■ **LISTED RECORDS**
==*==

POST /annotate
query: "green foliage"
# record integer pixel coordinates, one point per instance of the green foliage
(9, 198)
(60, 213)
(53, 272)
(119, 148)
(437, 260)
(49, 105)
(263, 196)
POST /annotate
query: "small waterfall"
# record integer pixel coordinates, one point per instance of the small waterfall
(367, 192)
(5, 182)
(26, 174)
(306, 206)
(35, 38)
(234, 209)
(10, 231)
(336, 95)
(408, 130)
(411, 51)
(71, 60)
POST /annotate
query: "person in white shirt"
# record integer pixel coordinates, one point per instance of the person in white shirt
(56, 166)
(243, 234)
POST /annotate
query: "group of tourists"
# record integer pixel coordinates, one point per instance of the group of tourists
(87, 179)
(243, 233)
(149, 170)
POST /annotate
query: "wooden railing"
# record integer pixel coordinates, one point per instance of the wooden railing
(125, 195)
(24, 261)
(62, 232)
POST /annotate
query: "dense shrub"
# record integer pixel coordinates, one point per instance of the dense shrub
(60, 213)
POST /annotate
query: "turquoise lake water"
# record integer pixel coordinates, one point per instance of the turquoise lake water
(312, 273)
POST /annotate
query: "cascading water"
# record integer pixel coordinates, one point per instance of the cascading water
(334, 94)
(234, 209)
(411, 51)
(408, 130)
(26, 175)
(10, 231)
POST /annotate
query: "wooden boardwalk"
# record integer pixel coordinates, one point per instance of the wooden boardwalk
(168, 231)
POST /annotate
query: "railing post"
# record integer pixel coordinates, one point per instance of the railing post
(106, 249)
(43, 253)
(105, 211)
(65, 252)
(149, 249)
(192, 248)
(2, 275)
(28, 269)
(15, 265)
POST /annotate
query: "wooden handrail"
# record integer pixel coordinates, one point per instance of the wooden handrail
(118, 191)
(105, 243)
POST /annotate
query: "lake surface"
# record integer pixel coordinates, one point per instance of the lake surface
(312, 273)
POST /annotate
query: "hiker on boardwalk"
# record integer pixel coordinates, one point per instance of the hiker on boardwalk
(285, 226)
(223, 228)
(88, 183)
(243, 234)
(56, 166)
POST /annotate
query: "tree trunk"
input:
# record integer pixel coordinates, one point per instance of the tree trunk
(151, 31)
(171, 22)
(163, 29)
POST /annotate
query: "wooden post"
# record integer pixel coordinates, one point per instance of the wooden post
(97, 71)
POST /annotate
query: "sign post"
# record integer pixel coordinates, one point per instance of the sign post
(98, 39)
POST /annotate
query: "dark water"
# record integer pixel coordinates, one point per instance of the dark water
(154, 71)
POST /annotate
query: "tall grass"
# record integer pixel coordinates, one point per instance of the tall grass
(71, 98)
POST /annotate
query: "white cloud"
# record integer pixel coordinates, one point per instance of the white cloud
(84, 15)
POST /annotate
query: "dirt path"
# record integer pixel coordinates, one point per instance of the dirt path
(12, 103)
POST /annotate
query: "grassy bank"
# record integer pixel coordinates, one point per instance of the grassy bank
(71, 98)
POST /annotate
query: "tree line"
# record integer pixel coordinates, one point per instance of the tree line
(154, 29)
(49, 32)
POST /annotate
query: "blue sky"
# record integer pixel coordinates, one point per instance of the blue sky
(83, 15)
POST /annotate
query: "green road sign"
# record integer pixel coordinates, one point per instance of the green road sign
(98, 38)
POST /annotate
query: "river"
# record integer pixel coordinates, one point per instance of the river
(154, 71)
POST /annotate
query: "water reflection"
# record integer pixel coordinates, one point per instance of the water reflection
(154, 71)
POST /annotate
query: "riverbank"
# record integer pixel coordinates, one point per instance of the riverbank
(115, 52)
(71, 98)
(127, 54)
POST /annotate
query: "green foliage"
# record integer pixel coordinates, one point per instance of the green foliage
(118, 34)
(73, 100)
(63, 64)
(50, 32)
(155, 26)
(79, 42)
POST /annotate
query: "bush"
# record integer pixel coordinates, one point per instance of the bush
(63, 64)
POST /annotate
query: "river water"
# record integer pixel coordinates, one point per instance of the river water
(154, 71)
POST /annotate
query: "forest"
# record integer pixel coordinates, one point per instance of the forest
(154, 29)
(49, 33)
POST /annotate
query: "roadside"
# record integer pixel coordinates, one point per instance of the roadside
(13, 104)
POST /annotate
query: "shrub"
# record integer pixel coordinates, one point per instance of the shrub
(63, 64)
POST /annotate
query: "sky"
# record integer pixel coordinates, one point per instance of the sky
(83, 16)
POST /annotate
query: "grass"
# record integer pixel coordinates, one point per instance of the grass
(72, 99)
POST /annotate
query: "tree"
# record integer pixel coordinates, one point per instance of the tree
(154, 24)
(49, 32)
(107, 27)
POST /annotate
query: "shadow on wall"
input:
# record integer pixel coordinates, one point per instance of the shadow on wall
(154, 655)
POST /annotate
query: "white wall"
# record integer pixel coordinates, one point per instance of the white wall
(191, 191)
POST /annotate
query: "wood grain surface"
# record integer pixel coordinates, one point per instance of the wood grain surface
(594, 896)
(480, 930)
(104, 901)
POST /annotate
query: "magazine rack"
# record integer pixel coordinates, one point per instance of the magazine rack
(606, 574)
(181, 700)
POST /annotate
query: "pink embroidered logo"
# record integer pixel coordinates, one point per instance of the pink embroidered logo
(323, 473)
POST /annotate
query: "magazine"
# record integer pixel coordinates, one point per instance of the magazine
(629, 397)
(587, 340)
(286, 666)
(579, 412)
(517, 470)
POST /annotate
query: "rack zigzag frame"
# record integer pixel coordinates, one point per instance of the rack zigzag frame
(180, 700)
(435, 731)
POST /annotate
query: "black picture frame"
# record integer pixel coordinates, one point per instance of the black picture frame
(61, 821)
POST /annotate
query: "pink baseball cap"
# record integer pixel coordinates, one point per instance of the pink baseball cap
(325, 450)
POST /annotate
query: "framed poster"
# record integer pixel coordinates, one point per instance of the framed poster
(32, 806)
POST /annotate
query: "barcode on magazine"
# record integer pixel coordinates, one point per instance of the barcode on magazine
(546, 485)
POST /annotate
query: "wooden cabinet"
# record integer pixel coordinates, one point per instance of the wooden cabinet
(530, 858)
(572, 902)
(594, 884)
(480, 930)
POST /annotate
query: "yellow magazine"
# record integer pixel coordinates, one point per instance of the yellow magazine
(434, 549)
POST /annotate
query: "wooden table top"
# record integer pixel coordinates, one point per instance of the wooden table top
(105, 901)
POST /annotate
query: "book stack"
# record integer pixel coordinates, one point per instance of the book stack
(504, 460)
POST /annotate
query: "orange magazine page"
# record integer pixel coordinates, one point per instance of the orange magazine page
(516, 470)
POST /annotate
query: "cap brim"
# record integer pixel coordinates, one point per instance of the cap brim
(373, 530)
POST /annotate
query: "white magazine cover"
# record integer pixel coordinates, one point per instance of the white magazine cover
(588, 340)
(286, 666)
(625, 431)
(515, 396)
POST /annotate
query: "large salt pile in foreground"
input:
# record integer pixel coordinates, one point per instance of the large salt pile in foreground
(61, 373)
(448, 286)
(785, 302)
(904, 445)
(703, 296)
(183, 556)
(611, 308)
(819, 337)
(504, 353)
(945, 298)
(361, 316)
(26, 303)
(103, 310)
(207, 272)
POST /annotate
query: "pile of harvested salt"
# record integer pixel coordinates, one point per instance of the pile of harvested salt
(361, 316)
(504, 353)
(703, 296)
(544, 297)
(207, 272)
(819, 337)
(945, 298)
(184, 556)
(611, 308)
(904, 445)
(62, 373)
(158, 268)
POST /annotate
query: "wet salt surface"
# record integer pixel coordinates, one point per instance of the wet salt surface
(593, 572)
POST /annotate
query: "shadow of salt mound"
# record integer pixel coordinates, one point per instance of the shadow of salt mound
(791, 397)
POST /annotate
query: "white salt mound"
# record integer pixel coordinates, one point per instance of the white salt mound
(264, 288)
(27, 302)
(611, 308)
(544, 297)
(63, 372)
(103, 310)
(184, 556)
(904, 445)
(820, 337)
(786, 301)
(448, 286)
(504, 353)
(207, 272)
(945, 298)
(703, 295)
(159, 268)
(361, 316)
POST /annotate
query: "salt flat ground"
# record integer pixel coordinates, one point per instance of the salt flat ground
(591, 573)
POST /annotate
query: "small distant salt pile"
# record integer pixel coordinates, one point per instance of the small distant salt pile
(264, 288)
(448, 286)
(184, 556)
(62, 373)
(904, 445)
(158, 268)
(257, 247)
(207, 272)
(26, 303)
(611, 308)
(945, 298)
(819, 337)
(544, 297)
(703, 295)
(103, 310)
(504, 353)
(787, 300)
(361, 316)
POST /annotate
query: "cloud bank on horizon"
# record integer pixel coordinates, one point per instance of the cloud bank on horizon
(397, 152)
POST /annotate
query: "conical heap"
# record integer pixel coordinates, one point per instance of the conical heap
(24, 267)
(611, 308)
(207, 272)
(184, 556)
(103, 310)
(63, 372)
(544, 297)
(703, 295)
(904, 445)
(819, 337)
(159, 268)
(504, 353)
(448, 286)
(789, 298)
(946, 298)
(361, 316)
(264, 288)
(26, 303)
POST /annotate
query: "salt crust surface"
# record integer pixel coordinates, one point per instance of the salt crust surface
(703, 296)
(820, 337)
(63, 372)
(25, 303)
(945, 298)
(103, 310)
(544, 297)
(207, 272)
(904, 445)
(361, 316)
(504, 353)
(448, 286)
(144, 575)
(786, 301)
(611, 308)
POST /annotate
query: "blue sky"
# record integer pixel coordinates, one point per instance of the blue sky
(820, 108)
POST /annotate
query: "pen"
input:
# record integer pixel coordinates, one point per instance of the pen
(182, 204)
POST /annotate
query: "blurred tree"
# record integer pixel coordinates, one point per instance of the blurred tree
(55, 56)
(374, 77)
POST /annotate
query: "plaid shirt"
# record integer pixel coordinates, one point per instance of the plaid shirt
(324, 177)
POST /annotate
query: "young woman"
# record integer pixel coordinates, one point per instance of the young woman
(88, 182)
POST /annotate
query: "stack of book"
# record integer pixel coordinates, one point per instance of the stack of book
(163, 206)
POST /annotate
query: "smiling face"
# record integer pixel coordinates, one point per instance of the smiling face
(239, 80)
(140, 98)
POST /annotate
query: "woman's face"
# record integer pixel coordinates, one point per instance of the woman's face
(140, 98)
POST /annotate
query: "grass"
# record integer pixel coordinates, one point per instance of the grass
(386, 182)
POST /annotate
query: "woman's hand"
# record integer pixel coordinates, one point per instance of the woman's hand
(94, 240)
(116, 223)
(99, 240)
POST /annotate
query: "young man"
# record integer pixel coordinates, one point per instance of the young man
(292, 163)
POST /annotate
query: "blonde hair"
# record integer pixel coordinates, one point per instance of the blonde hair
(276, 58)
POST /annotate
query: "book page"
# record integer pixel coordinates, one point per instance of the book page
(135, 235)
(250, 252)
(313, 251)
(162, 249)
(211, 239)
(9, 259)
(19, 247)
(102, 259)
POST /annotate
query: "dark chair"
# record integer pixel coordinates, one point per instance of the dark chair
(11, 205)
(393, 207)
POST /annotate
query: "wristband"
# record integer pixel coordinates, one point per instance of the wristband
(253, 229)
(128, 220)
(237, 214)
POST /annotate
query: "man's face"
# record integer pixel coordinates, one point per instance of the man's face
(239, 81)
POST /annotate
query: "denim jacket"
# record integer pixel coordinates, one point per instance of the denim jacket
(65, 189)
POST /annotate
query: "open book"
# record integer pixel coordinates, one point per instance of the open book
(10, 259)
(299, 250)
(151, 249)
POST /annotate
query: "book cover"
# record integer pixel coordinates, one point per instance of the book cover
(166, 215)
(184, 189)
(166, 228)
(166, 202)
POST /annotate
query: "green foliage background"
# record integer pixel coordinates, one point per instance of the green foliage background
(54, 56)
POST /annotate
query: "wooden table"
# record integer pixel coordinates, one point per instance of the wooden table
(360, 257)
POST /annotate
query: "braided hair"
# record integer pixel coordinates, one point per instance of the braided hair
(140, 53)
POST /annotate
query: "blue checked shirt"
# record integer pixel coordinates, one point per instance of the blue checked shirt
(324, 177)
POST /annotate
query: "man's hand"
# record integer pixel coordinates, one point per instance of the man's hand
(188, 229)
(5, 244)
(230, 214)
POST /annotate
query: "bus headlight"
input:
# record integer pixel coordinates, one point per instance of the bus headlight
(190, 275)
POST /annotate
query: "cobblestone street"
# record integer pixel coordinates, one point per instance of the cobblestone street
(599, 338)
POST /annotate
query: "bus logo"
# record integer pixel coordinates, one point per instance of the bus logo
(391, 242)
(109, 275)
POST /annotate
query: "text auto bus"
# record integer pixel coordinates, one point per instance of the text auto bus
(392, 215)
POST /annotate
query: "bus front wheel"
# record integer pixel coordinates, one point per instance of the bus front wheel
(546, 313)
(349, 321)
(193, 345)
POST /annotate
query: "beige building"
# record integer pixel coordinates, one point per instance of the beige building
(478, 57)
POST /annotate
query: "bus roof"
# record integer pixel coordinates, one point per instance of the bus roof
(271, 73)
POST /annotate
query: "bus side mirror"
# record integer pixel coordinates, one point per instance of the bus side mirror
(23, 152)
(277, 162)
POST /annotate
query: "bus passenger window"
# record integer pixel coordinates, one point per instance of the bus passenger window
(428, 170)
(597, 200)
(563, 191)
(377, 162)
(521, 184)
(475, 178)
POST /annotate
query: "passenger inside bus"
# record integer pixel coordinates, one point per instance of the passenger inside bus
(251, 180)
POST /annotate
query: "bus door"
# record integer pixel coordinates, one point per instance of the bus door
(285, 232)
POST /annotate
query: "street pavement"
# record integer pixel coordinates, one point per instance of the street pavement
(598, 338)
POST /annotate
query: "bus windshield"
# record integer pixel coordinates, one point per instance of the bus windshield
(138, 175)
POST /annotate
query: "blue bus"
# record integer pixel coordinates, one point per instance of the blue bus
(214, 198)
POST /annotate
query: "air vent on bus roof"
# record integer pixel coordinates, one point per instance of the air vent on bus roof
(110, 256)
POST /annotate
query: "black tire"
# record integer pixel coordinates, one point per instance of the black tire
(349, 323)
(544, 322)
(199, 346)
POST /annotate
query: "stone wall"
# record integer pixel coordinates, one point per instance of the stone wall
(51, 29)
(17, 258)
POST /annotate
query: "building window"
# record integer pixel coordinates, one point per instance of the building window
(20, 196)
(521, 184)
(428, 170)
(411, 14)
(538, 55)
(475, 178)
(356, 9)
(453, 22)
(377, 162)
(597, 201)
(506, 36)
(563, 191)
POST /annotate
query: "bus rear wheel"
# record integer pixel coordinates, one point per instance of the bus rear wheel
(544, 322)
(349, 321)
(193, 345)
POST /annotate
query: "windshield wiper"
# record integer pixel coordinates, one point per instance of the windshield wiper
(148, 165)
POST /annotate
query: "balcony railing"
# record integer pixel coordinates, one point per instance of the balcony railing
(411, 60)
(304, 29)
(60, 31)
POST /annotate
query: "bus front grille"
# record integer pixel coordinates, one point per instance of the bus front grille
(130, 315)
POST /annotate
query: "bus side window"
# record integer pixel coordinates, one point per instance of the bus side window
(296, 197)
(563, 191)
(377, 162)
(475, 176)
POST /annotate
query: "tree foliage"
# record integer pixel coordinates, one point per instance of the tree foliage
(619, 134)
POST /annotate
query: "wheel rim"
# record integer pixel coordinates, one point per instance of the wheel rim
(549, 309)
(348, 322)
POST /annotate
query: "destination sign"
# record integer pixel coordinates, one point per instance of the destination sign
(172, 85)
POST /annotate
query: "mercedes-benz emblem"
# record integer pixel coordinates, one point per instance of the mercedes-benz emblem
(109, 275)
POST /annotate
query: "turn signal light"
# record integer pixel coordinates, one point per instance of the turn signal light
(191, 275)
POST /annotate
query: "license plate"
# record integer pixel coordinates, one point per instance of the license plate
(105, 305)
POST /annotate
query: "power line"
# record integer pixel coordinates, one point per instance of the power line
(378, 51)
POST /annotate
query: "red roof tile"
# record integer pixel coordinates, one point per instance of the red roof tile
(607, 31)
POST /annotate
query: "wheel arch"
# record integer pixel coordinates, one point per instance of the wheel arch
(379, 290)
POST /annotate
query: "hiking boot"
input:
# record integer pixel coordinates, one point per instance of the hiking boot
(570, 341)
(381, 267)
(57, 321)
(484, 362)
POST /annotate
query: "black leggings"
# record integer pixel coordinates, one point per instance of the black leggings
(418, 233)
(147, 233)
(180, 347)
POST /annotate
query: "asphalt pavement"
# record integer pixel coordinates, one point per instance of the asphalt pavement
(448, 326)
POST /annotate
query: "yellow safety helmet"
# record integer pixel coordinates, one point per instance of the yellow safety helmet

==*==

■ **PROMPT**
Report every line of the records that contains the string "smiling".

■ **RESULT OF THE EXERCISE**
query: "smiling face"
# record integer pixel coordinates, one point per instance of the smiling face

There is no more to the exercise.